WHAT YOU HAVE TO DO ▸ For this exercise, restate the records word for word.

(Items listed in a dataset)
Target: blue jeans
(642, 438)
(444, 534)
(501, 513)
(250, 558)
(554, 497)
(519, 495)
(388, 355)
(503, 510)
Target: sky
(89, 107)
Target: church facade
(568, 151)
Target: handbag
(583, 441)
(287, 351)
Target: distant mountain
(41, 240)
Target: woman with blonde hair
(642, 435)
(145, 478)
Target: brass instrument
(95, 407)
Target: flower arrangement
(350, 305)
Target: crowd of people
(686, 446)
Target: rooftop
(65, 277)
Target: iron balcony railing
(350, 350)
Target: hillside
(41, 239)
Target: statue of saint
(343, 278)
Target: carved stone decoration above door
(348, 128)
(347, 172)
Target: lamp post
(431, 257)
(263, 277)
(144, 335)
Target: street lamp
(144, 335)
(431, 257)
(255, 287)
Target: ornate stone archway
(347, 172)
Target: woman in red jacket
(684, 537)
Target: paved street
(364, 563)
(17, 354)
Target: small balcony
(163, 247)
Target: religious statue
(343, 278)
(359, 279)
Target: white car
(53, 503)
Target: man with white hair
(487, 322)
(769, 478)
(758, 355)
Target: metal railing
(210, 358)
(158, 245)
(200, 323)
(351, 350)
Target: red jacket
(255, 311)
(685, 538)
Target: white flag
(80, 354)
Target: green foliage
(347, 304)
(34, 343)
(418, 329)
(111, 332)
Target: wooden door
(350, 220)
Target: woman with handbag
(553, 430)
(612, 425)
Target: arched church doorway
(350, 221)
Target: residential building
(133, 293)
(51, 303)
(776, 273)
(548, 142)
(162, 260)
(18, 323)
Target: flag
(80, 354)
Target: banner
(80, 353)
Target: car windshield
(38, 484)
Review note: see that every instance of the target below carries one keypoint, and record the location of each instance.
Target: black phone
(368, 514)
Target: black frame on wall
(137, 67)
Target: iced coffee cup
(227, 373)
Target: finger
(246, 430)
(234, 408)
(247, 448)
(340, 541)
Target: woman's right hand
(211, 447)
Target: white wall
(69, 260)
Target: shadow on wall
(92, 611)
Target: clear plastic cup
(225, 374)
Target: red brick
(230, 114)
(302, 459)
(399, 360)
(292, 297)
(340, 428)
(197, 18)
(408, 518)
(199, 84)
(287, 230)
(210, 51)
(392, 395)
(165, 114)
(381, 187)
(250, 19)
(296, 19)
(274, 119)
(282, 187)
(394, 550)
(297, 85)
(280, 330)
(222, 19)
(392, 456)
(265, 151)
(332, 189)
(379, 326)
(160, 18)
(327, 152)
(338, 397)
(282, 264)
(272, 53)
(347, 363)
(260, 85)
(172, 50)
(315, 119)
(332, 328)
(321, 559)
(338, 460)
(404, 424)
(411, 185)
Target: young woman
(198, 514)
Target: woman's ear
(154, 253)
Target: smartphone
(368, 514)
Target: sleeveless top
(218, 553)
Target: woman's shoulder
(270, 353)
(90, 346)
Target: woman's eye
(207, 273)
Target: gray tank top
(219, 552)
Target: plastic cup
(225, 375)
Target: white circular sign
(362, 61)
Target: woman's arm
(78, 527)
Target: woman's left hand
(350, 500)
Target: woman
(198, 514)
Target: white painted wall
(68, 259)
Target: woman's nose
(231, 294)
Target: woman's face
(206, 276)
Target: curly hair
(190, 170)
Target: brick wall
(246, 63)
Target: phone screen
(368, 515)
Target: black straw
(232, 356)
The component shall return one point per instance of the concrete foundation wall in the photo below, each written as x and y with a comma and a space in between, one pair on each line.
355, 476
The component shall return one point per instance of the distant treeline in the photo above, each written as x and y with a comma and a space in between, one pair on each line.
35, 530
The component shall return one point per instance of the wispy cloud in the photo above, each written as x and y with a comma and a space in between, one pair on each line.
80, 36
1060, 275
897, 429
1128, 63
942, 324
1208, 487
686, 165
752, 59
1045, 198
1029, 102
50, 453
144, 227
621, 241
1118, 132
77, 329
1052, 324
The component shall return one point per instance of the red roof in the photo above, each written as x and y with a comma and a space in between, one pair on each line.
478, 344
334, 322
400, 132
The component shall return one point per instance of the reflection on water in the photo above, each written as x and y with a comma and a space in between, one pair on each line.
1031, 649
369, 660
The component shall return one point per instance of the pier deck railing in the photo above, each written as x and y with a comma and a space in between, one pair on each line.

COMPLETED TASK ▸
Target: blue jeans
(642, 438)
(444, 534)
(501, 513)
(250, 558)
(554, 497)
(519, 495)
(388, 355)
(503, 510)
Target: sky
(89, 107)
Target: church facade
(568, 151)
Target: handbag
(583, 441)
(287, 351)
Target: distant mountain
(41, 240)
Target: woman with blonde hair
(642, 435)
(145, 478)
Target: brass instrument
(95, 407)
Target: flower arrangement
(350, 305)
Target: crowd of people
(686, 446)
Target: rooftop
(65, 277)
Target: iron balcony railing
(350, 350)
Target: hillside
(41, 239)
Target: statue of saint
(343, 278)
Target: carved stone decoration above door
(348, 128)
(347, 172)
Target: lamp post
(431, 257)
(263, 277)
(144, 335)
Target: street lamp
(144, 335)
(431, 257)
(255, 287)
Target: ornate stone archway
(347, 172)
Target: woman in red jacket
(684, 537)
Target: paved street
(364, 563)
(17, 354)
Target: small balcony
(163, 247)
Target: religious statue
(343, 278)
(359, 279)
Target: white car
(53, 503)
Target: man with white hair
(487, 322)
(769, 478)
(758, 355)
Target: metal railing
(210, 358)
(158, 245)
(200, 323)
(351, 350)
Target: red jacket
(255, 311)
(685, 538)
Target: white flag
(80, 354)
Target: green foliage
(347, 304)
(34, 343)
(418, 329)
(111, 332)
Target: wooden door
(350, 220)
Target: woman with handbag
(553, 430)
(612, 425)
Target: arched church doorway
(350, 221)
Target: residential building
(133, 293)
(51, 303)
(776, 273)
(548, 142)
(162, 260)
(18, 323)
Target: flag
(80, 354)
Target: banner
(80, 353)
Target: car windshield
(38, 484)
Review note: see that every instance of the target below carries one keypoint, and record the location of each instance.
Target: black phone
(368, 514)
Target: black frame on wall
(137, 67)
Target: iced coffee cup
(227, 373)
Target: finger
(246, 430)
(234, 408)
(247, 448)
(340, 541)
Target: woman's right hand
(211, 447)
Target: white wall
(69, 260)
Target: shadow on wall
(92, 611)
Target: clear plastic cup
(225, 374)
Target: red brick
(230, 114)
(302, 459)
(399, 360)
(292, 297)
(340, 428)
(197, 18)
(408, 518)
(199, 84)
(287, 230)
(210, 51)
(392, 395)
(165, 114)
(381, 187)
(250, 19)
(296, 19)
(274, 119)
(282, 187)
(394, 550)
(297, 85)
(280, 330)
(222, 19)
(392, 456)
(265, 151)
(332, 189)
(379, 326)
(160, 18)
(327, 152)
(338, 397)
(282, 264)
(272, 53)
(347, 363)
(260, 85)
(172, 50)
(315, 119)
(332, 328)
(321, 559)
(338, 460)
(404, 424)
(411, 185)
Target: young woman
(198, 514)
Target: woman's ear
(154, 253)
Target: smartphone
(368, 514)
Target: sleeveless top
(218, 553)
Target: woman's shoulder
(270, 353)
(90, 346)
Target: woman's eye
(207, 273)
Target: gray tank top
(219, 552)
Target: plastic cup
(225, 375)
Target: white circular sign
(362, 61)
Target: woman's arm
(78, 527)
Target: woman's left hand
(350, 500)
Target: woman
(198, 514)
Target: white painted wall
(68, 259)
Target: woman's nose
(231, 294)
Target: woman's face
(206, 276)
Target: curly hair
(190, 170)
Target: brick wall
(246, 63)
Target: phone screen
(368, 515)
Target: black straw
(232, 356)
The component shall return one point per instance of the concrete foundation wall in the photo below, each written as x and y with a comma and a space in between, one pair on each line.
355, 476
The component shall return one point per instance of the distant treeline in the photo above, each written as x and y with a comma and a space in between, one pair on each line.
35, 530
The component shall return one point per instance of the wispy cloud in the photo above, each written as x and y with a comma and a space in between, one pair on each line.
80, 36
1060, 275
897, 429
1128, 63
942, 324
1208, 487
686, 165
752, 59
1045, 198
1029, 102
50, 453
144, 227
621, 241
1118, 132
77, 329
1052, 324
The component shall return one point per instance of the red roof in the photo above, each written as x and y with a comma and a space in between, one pair on each line.
478, 344
334, 322
400, 132
The component shall return one point per instance of the reflection on water in the photo above, each written as x and y with a comma and a space in between, one pair on each line.
1031, 649
369, 660
The component shall return one point per instance of the pier deck railing in the photo above, each written as x and y with a comma and a space in between, one pair on each line.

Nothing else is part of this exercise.